> Supplied entries
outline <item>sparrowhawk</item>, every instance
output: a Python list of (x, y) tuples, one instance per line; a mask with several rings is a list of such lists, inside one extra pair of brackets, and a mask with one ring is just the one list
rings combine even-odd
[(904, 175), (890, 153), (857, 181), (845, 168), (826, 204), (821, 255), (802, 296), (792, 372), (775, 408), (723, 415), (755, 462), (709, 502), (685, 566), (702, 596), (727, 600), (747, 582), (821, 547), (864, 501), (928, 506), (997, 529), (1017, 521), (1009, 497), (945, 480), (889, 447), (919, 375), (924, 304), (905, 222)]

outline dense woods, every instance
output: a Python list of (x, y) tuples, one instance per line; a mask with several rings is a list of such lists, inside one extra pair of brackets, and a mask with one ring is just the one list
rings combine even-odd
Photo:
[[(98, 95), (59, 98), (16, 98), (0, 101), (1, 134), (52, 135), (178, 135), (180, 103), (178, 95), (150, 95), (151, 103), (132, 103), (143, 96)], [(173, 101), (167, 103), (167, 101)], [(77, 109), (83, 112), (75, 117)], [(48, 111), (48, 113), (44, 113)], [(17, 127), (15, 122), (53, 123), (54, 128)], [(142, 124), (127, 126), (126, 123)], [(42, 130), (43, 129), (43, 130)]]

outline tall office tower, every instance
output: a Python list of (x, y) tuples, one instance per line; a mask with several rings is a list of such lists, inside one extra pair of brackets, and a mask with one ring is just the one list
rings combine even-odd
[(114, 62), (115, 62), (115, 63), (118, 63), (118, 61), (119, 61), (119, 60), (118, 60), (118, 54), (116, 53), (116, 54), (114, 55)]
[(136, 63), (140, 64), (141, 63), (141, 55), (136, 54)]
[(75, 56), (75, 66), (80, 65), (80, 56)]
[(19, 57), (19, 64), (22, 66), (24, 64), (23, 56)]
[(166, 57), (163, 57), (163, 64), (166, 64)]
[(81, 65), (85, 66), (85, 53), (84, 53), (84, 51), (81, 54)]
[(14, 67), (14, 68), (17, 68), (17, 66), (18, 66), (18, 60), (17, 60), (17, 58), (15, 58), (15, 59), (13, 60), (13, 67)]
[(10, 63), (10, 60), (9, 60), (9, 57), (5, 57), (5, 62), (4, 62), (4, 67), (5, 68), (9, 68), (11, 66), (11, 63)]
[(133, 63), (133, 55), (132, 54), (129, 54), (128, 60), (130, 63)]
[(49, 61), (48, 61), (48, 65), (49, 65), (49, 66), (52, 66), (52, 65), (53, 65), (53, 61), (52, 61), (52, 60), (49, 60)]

> Do this
Retype all of the data above line for line, changing nothing.

> Full answer
outline <item>sparrowhawk</item>, every instance
output: a Python list of (x, y) tuples, one instance per line; a mask with several rings is a list of such lists, inside one extra pair of brackets, and a mask with one ring is just the one list
rings combine even-odd
[(904, 175), (890, 153), (857, 181), (845, 168), (826, 204), (821, 255), (802, 296), (792, 372), (775, 408), (723, 415), (755, 462), (709, 502), (685, 566), (702, 596), (727, 600), (747, 582), (821, 547), (864, 501), (928, 506), (997, 529), (1017, 521), (1009, 497), (945, 480), (889, 447), (919, 375), (924, 304), (905, 222)]

outline dense woods, every instance
output: a Python list of (x, y) tuples, one instance per line; a mask with several rings is a list of such lists, inside one extra pair of brackets, and a mask with one ring is just the one list
rings combine even-odd
Photo:
[[(98, 95), (59, 98), (16, 98), (0, 101), (1, 134), (52, 135), (178, 135), (180, 103), (178, 95), (150, 95), (151, 103), (132, 103), (143, 96)], [(173, 101), (167, 103), (167, 101)], [(77, 109), (83, 112), (75, 117)], [(48, 111), (48, 113), (44, 113)], [(17, 127), (15, 122), (53, 123), (54, 128)], [(142, 124), (127, 126), (126, 123)], [(42, 130), (43, 129), (43, 130)]]

outline tall office tower, every instance
output: a Python list of (x, y) tuples, one instance per line; a mask with several rings is a list of such lists, inside one extra pair of brackets, and a mask with one ring is just the one list
rings combine even-odd
[(114, 62), (115, 62), (115, 63), (118, 63), (118, 61), (119, 61), (119, 60), (118, 60), (118, 54), (116, 53), (116, 54), (114, 55)]
[(136, 63), (140, 64), (141, 63), (141, 55), (136, 54)]
[(75, 56), (75, 66), (80, 65), (80, 56)]
[(19, 57), (19, 64), (22, 66), (24, 64), (23, 56)]
[(166, 57), (163, 57), (163, 64), (166, 64)]
[(81, 65), (85, 66), (85, 53), (84, 53), (84, 51), (81, 54)]
[(14, 67), (14, 68), (17, 68), (17, 66), (18, 66), (18, 60), (17, 60), (17, 58), (15, 58), (15, 59), (13, 60), (13, 67)]
[(10, 63), (10, 60), (9, 60), (9, 57), (5, 57), (5, 62), (4, 62), (4, 67), (5, 68), (9, 68), (11, 66), (11, 63)]
[(133, 63), (133, 55), (132, 54), (129, 54), (128, 60), (130, 63)]
[(49, 61), (48, 61), (48, 65), (49, 65), (49, 66), (52, 66), (52, 65), (53, 65), (53, 61), (52, 61), (52, 60), (49, 60)]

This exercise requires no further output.